What the task requires
Nothing but a full, exact copy of the data is needed.

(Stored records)

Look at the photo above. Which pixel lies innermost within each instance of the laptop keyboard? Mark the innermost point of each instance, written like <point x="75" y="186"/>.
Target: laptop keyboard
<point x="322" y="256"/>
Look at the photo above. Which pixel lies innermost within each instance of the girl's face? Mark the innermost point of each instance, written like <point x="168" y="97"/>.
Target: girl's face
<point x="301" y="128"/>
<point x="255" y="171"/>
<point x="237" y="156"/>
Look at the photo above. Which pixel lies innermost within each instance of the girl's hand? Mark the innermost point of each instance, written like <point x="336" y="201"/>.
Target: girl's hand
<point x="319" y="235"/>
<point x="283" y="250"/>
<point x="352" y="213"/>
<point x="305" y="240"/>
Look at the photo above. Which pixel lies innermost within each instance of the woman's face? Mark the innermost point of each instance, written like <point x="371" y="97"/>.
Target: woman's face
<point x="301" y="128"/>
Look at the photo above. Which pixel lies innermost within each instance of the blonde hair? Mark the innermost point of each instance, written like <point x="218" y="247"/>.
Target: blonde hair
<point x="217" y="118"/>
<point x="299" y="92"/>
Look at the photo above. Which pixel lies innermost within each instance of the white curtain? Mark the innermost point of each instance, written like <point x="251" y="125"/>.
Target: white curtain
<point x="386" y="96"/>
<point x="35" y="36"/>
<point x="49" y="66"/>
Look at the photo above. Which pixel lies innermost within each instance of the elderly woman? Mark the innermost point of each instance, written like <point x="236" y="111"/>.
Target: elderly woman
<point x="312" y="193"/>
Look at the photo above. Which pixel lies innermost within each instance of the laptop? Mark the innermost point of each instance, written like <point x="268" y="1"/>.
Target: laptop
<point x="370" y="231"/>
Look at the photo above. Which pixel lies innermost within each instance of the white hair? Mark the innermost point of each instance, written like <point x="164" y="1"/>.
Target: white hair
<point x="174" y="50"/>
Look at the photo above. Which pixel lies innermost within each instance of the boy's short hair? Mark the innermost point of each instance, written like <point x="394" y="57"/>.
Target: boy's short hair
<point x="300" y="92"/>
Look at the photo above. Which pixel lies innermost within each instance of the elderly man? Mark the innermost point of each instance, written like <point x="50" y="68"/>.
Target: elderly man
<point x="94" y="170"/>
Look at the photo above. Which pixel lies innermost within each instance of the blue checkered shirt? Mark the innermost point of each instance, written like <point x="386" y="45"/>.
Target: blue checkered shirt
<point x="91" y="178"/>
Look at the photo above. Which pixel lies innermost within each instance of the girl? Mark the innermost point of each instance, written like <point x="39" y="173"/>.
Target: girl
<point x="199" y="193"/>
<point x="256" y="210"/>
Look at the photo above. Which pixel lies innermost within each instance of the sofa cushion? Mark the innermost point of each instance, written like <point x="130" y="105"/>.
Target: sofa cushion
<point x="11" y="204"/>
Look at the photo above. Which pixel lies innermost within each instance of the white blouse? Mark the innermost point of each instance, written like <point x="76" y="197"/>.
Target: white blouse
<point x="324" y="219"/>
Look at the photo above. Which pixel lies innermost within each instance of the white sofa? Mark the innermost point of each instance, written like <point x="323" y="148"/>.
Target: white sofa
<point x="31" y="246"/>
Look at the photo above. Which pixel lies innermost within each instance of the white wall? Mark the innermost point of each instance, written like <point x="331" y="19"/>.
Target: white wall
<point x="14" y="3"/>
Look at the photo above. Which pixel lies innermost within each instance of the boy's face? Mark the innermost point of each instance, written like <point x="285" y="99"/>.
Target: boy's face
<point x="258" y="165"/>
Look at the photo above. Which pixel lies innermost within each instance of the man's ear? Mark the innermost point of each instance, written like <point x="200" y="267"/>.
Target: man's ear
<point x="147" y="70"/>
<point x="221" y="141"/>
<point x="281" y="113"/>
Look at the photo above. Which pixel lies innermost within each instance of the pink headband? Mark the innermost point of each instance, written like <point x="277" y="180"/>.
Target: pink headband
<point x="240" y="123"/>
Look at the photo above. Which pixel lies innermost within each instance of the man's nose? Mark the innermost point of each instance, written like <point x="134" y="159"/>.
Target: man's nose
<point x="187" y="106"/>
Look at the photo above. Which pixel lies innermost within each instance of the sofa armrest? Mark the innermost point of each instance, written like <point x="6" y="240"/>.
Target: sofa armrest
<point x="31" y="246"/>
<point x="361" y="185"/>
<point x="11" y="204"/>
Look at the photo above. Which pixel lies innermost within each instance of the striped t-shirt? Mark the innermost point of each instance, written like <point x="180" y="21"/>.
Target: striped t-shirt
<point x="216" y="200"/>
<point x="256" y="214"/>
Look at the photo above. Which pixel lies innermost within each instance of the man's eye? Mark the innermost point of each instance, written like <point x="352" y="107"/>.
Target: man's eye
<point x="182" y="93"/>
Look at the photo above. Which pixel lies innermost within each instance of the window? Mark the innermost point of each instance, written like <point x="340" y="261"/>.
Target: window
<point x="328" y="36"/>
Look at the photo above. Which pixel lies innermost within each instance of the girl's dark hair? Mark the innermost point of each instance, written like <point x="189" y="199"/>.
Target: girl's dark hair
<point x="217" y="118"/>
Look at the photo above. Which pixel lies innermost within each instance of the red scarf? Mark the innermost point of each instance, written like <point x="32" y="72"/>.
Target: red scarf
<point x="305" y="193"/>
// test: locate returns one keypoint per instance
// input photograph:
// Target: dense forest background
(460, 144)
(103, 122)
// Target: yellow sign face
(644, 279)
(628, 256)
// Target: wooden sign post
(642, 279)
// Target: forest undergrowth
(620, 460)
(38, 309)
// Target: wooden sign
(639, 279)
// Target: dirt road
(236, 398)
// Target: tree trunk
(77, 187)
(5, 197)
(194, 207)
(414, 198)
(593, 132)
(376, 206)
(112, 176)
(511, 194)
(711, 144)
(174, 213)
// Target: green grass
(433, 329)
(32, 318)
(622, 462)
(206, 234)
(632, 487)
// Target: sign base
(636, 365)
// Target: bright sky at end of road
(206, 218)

Response for this exercise
Look at the photo above. Which pixel lies innermost within each instance of the laptop keyboard? Mark the innermost point of each instance, written like <point x="75" y="186"/>.
Target: laptop keyboard
<point x="322" y="256"/>
Look at the photo above. Which pixel lies innermost within each instance of the girl's face? Mark the innermost point of each instance, written like <point x="168" y="97"/>.
Target: girl's face
<point x="301" y="128"/>
<point x="255" y="171"/>
<point x="237" y="156"/>
Look at the photo above. Which pixel lies innermost within each instance of the girl's hand? Mark the innermost point of each instance, written like <point x="336" y="201"/>.
Target: girl's hand
<point x="319" y="235"/>
<point x="283" y="250"/>
<point x="352" y="213"/>
<point x="305" y="240"/>
Look at the photo above. Which pixel lies innermost within each instance of the woman's face? Mark the innermost point of each instance, written like <point x="371" y="97"/>.
Target: woman's face
<point x="301" y="128"/>
Look at the photo above. Which pixel lies innermost within each instance of the blonde hair? Mark the innermost point of each instance, written like <point x="218" y="247"/>.
Target: blonde hair
<point x="217" y="118"/>
<point x="299" y="92"/>
Look at the photo above. Which pixel lies innermost within each instance of the white curtain? Mark the innermost point of each instance, written like <point x="251" y="125"/>.
Target: white curtain
<point x="386" y="96"/>
<point x="35" y="36"/>
<point x="49" y="66"/>
Look at the photo above. Which pixel lies innermost within each instance of the elderly woman? Mark the innermost point of each instance, written like <point x="236" y="111"/>.
Target: elderly woman
<point x="312" y="193"/>
Look at the photo above. Which pixel lies innermost within each instance of the laptop? Mark the innermost point of each instance, written like <point x="268" y="1"/>.
Target: laptop
<point x="370" y="231"/>
Look at the photo above. Which pixel lies innermost within each instance of the white hair? Mark the innermost point of each instance, written like <point x="164" y="1"/>.
Target: white hair
<point x="174" y="50"/>
Look at the photo above. Which pixel lies innermost within each instance of the boy's short hair? Mark the innermost point of each instance, written like <point x="394" y="57"/>.
Target: boy's short hair
<point x="300" y="92"/>
Look at the photo above. Which pixel lies innermost within each instance of the elderly man? Mark the innermost point of each instance, written like <point x="50" y="68"/>.
Target: elderly man
<point x="94" y="170"/>
Look at the photo above. Which pixel lies innermost within each instance of the blue checkered shirt? Mark the innermost point of each instance, written like <point x="386" y="45"/>.
Target: blue checkered shirt
<point x="91" y="178"/>
Look at the photo above. Which pixel lies innermost within each instance of the girl? Mark the innermost point of each instance, written like <point x="39" y="173"/>.
Target: girl
<point x="199" y="193"/>
<point x="256" y="210"/>
Look at the photo above. Which pixel lies innermost within each instance of the sofa cushion? Mark the innermost point of each instance, written like <point x="130" y="105"/>.
Target: sofa cushion
<point x="11" y="204"/>
Look at the photo above. Which pixel lies innermost within each instance of the white blouse? Mark the innermost point of each instance, written like <point x="76" y="197"/>.
Target: white blouse
<point x="324" y="219"/>
Look at the photo above. Which pixel lies innermost within each instance of the white sofa? Mark the innermost point of each instance, written like <point x="323" y="148"/>.
Target: white sofa
<point x="31" y="246"/>
Look at the photo above. Which pixel lies innermost within each instance of the white wall? Mark the innermost point of each instance, written like <point x="331" y="19"/>.
Target: white wall
<point x="14" y="3"/>
Look at the photo above. Which pixel lies innermost within each instance of the boy's face? Mark the innermost point of each instance, written like <point x="285" y="99"/>.
Target: boy's face
<point x="258" y="165"/>
Look at the photo above. Which pixel lies innermost within each instance of the man's ear? Mark the innermost point of each instance, written like <point x="200" y="267"/>.
Target: man's ear
<point x="147" y="70"/>
<point x="221" y="141"/>
<point x="281" y="113"/>
Look at the photo above. Which pixel lies innermost within each instance of the pink headband? Mark the innermost point of each instance, written like <point x="277" y="180"/>.
Target: pink headband
<point x="240" y="123"/>
Look at the photo above. Which pixel lies innermost within each instance of the man's nose? Mark the innermost point of each instance, written like <point x="134" y="159"/>.
Target: man's nose
<point x="187" y="106"/>
Look at the photo above. Which pixel lies innermost within each instance of the sofa armrest? Mark the innermost point of each instance, written like <point x="6" y="240"/>.
Target: sofa armrest
<point x="31" y="246"/>
<point x="361" y="185"/>
<point x="11" y="204"/>
Look at the photo above. Which pixel lies innermost within each instance of the striped t-shirt? Mark the innermost point of each instance, written like <point x="180" y="21"/>.
Target: striped t-shirt
<point x="216" y="200"/>
<point x="256" y="214"/>
Look at the photo above. Which pixel lies innermost within each instance of the man's eye? Mark the innermost point of each instance, written like <point x="352" y="107"/>.
Target: man's eye
<point x="182" y="93"/>
Look at the photo above. Which pixel lies innermost within each instance of the window? Mark the innermost point of each instance, written like <point x="340" y="261"/>.
Target: window
<point x="328" y="36"/>
Look at the photo above. Which pixel lies innermost within each instance of the girl's dark hair? Mark the innermost point of each instance, written like <point x="189" y="199"/>.
Target: girl's dark hair
<point x="217" y="118"/>
Look at the photo above. Which pixel lies innermost within each instance of the red scarf? Mark the innermost point of each instance, written like <point x="32" y="72"/>.
Target: red scarf
<point x="305" y="193"/>
// test: locate returns one keypoint per instance
// input photograph:
// Target: dense forest background
(460, 144)
(103, 122)
// Target: yellow sign face
(644, 279)
(628, 256)
// Target: wooden sign post
(642, 279)
// Target: forest undergrowth
(620, 460)
(38, 309)
// Target: wooden sign
(639, 279)
// Target: dirt road
(236, 398)
// Target: tree trunk
(77, 187)
(5, 197)
(194, 207)
(414, 198)
(593, 132)
(376, 206)
(112, 176)
(511, 194)
(711, 144)
(174, 213)
// Target: green grass
(433, 329)
(32, 318)
(622, 462)
(206, 234)
(632, 487)
// Target: sign base
(636, 365)
// Target: bright sky at end of road
(206, 218)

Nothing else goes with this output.